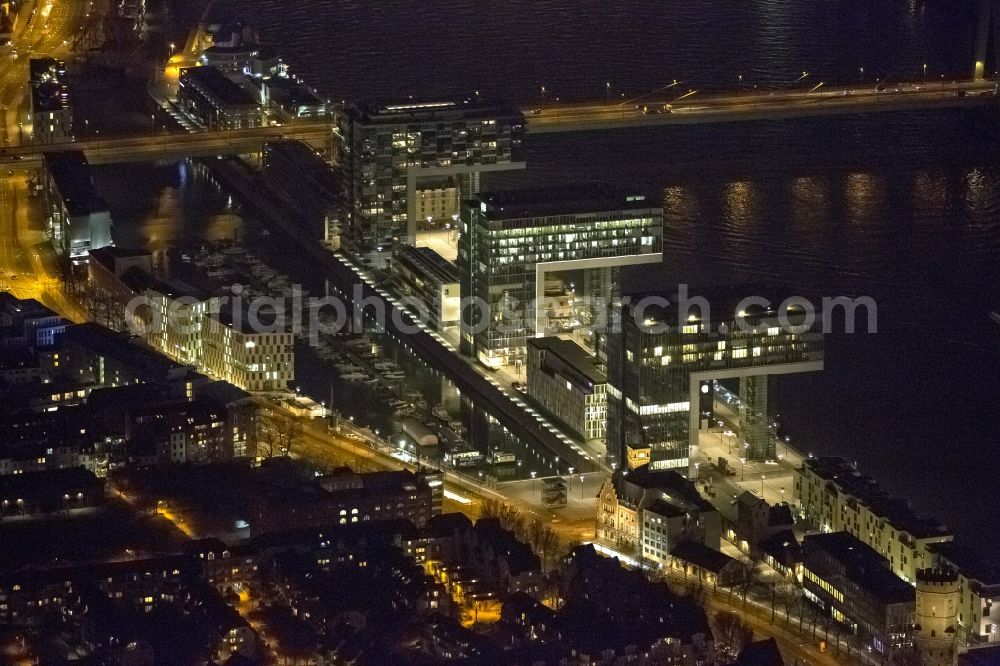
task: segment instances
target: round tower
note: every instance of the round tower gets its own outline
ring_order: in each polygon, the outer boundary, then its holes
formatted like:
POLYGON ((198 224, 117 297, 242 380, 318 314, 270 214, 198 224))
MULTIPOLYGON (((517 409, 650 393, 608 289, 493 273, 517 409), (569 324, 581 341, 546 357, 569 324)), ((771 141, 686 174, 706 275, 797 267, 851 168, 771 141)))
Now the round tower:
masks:
POLYGON ((915 638, 926 666, 953 663, 960 600, 957 571, 943 568, 917 571, 915 638))

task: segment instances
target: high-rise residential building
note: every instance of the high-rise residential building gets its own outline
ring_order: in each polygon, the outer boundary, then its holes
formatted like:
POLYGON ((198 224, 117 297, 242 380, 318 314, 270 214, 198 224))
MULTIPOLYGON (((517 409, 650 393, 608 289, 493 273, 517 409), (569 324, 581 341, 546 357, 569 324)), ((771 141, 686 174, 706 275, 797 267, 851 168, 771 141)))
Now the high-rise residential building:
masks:
POLYGON ((73 106, 66 85, 66 63, 53 58, 32 58, 31 140, 63 143, 73 140, 73 106))
POLYGON ((617 270, 659 263, 662 240, 660 204, 628 190, 579 185, 473 197, 458 248, 463 352, 491 368, 523 363, 527 339, 551 332, 547 276, 583 273, 580 296, 603 312, 617 270))
POLYGON ((524 167, 515 161, 523 132, 520 111, 478 97, 349 107, 339 157, 354 251, 381 265, 396 243, 415 245, 419 231, 447 224, 450 191, 468 197, 479 191, 480 173, 524 167), (431 193, 421 197, 421 189, 431 193), (428 214, 428 204, 437 212, 428 214))
POLYGON ((775 459, 767 376, 822 370, 823 338, 805 326, 801 306, 781 313, 749 300, 731 292, 633 294, 611 305, 603 346, 612 461, 693 473, 713 380, 732 378, 741 382, 743 455, 775 459))

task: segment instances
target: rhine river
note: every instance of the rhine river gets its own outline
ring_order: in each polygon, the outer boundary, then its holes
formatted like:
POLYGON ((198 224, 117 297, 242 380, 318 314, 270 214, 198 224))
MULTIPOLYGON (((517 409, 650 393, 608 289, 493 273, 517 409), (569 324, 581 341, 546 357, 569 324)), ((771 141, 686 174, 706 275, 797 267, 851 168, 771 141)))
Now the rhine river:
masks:
MULTIPOLYGON (((632 99, 674 79, 694 90, 874 86, 919 81, 925 64, 931 84, 965 78, 974 5, 239 3, 330 99, 479 90, 525 104, 542 101, 542 86, 547 100, 632 99)), ((528 171, 486 186, 603 180, 660 193, 664 262, 627 274, 627 288, 768 283, 873 297, 877 333, 828 336, 826 369, 774 380, 772 411, 793 445, 856 460, 963 540, 998 548, 998 136, 1000 111, 531 136, 528 171)), ((200 196, 167 180, 181 208, 200 196)))

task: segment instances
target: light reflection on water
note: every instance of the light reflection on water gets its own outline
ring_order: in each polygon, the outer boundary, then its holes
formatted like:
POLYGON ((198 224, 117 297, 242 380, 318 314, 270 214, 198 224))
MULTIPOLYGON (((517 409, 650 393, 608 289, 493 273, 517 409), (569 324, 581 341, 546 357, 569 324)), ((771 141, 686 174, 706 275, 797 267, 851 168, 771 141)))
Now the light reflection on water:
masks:
MULTIPOLYGON (((919 79, 924 63, 931 78, 966 76, 974 5, 241 3, 334 99, 481 87, 531 102, 540 85, 550 99, 600 98, 606 82, 631 95, 673 78, 732 88, 743 75, 766 89, 803 70, 809 82, 859 86, 919 79)), ((774 382, 774 408, 793 443, 857 459, 920 510, 990 539, 975 523, 1000 524, 1000 508, 967 509, 998 471, 989 452, 1000 361, 986 316, 1000 287, 996 125, 995 114, 899 113, 530 137, 529 170, 487 187, 601 179, 662 193, 664 262, 626 274, 626 286, 771 280, 793 293, 874 296, 879 334, 831 338, 823 373, 774 382)), ((153 197, 131 180, 137 190, 118 198, 125 228, 128 213, 150 215, 130 210, 133 200, 150 207, 153 197)), ((183 238, 215 226, 205 211, 222 210, 216 194, 195 183, 178 196, 182 205, 170 205, 185 218, 183 238)))

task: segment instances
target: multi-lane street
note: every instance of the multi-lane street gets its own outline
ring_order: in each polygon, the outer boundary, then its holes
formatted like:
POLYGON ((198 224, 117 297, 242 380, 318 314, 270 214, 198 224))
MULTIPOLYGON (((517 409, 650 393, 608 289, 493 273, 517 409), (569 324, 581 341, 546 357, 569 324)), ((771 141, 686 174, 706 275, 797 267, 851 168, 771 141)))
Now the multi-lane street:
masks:
POLYGON ((525 110, 532 134, 619 127, 769 120, 848 113, 976 106, 996 103, 992 81, 935 81, 856 86, 816 85, 804 90, 701 93, 668 91, 622 102, 557 104, 525 110))
MULTIPOLYGON (((98 0, 99 6, 105 4, 98 0)), ((0 49, 0 145, 23 143, 30 131, 26 114, 28 62, 63 57, 92 17, 93 0, 33 0, 24 3, 8 46, 0 49)))
POLYGON ((153 134, 26 145, 2 149, 0 164, 23 161, 25 166, 38 166, 43 153, 58 150, 82 150, 91 164, 240 155, 259 152, 265 140, 279 137, 325 145, 329 142, 330 131, 329 122, 303 122, 297 123, 295 127, 256 127, 232 131, 153 134))

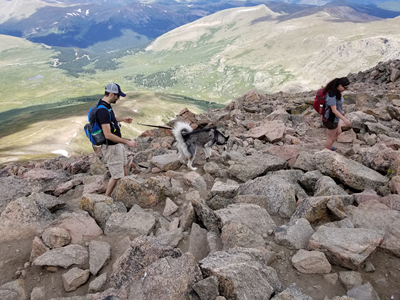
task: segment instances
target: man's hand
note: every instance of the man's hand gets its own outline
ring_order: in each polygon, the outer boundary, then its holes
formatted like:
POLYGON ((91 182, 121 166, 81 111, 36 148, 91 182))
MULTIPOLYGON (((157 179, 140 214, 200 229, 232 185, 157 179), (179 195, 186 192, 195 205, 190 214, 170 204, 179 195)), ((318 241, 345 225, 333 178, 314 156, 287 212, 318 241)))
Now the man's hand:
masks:
POLYGON ((135 148, 136 147, 136 141, 127 141, 126 143, 129 147, 135 148))
POLYGON ((122 121, 122 122, 125 122, 125 123, 128 123, 128 124, 131 124, 131 123, 132 123, 132 118, 123 117, 123 118, 121 118, 121 121, 122 121))
POLYGON ((344 125, 351 126, 351 122, 349 120, 347 120, 346 118, 344 118, 343 122, 344 122, 344 125))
+ + + + +
ASSIGNED TASK
Your reply should be only the count of lines in the entries above that contain the word "target".

SOLVED EXERCISE
6